--- Zu lösende Aufgaben ---
1. Wem gehörte laut dem Taiji-Bericht die alte Befestigungsanlage, in die die Sonne ihre ersten Strahlen schickte?
2. Schreib bitte den Taiji-Bericht nach seinem letzten Satz weiter.

--- Quellenauszug ---

>>>

365 Tage – Ein Jahr Taiji-Training im Reich der Mitte
Quelle: https://www.sein.de
Mirko Lorenz Erlebnisbericht über sein Jahr in China, wo er mit täglich acht Stunden Taiji lernen sollte.
Die Sonne schickte Ihre ersten Strahlen in die alte Befestigungsanlage der letzten chinesischen Kaiserin Cixi. Da, wo sich einst der Adel von der großen Politik erholte, stand ich nun, um chinesische Kampfkunst zu lernen. Ich war in China angekommen. Ein Kindheitstraum, den ich mir mit Anfang zwanzig trotz großer innerer und äußerer Widerstände verwirklicht hatte. Für ein Jahr sollte ich nun täglich acht Stunden die Taiji lernen.
Ich hatte ganz klare Vorstellungen, wie das Jahr ablaufen sollte, und auch, was dabei herauskommen soll.
Ich bin gekommen, um einen chinesischen Meister zu finden. Der am besten – ähnlich wie in den alten Kungfu-Filmen – lange weiße Haare hat, in Rätseln spricht und alle Fragen des Lebens erklären kann. Aber schon am ersten Morgen sollte sich zeigen, was die Realität für mich bereit hielt: harte Arbeit.

<<<

--- Bereitgestellte Daten ---
>>>

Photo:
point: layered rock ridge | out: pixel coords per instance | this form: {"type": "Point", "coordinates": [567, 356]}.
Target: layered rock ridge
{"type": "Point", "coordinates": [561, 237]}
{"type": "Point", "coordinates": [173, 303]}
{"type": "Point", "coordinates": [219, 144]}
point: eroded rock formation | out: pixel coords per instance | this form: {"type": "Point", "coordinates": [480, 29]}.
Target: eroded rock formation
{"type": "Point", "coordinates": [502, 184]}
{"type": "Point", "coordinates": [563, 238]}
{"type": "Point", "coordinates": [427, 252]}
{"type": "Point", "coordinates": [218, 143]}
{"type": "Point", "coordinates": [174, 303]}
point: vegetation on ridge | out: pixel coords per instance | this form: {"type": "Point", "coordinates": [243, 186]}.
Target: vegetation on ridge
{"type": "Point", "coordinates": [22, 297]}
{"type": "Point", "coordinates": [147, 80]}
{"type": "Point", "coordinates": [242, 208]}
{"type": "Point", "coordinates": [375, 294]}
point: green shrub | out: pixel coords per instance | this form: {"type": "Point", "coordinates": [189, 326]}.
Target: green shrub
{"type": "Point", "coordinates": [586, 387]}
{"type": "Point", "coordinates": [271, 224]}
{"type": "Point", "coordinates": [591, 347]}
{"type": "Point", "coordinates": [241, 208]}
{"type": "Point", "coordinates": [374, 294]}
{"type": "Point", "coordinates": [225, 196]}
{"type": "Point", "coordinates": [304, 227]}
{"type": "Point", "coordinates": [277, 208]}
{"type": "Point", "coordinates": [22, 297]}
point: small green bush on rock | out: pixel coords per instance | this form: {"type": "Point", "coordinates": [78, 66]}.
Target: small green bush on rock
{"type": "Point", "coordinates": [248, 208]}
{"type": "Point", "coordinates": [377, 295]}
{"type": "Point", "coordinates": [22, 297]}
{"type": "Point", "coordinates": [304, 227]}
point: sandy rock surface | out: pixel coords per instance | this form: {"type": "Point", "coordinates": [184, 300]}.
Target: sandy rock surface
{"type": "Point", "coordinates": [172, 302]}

<<<

--- Erwartete Antworten ---
1. Der letzten chinesischen Kaiserin Cixi.

2.
Es war November und es gab den ersten Schnee. Um fünf Uhr hieß es aufstehen und Schnee schaufeln. Anstelle des morgendlichen Laufens und des Qigong- Trainings war meine heutige Waffe ein Reisigbesen. Es war weit unter null Grad, und ohne Handschuhe und nur mit einer dünnen Jacke bekleidet war es eine wirkliche Qual. Meine Gedanken kreisten umher und dunkle Gefühlswolken überschatteten diesen prachtvollen Sonnenaufgang. Willkommen in der Realität. Ich dachte tatsächlich ans Aufgeben. Ans Aufgeben schon am ersten Tag?
Diese Gefühle sollten noch öfters auf meinem Weg auftauchen. Auch wenn ich dann bald wusste, dass sie auch wieder gehen. Dass Freude und Qual dazugehören und dass jede Medaille zwei Seiten hat, ähnlich dem Yin und Yang, hatte ich damals noch nicht verinnerlicht. Mir gefielen eindeutig die sonnigeren Tage mehr als die schmerzhaften Erfahrungen. Aber eins verstand ich ziemlich schnell: Das Erlernen einer Kampfkunst ist ein Weg voller Anstrengung und hartem Training.
Die Chinesen nennen das Gongfu. Durch beständiges Üben seine Fähigkeiten verbessern. Und Taiji war und ist ein Gongfu-Stil, bei dem ich Grundübungen und Basistraining hundertfach zu wiederholen hatte. Einen Bewegungsablauf wieder und wieder zu üben, bis eine kaum merkliche Geste des Lehrers eine neue Trainingssituation ankündigt. Dies sollte mein Tagesablauf für 365 Tage sein und zu einer echten Herausforderung für mein ungeduldiges Wesen werden.
Taiji in China – Boxformen und Energiearbeit
Die Geschichte des Taiji beginnt in der chinesischen Provinz Henan. Dort, im Distrikt Wen, gibt es den kleinen Ort Chenjiagou, der heute als Ursprungsort dieser Kampfkunst gilt.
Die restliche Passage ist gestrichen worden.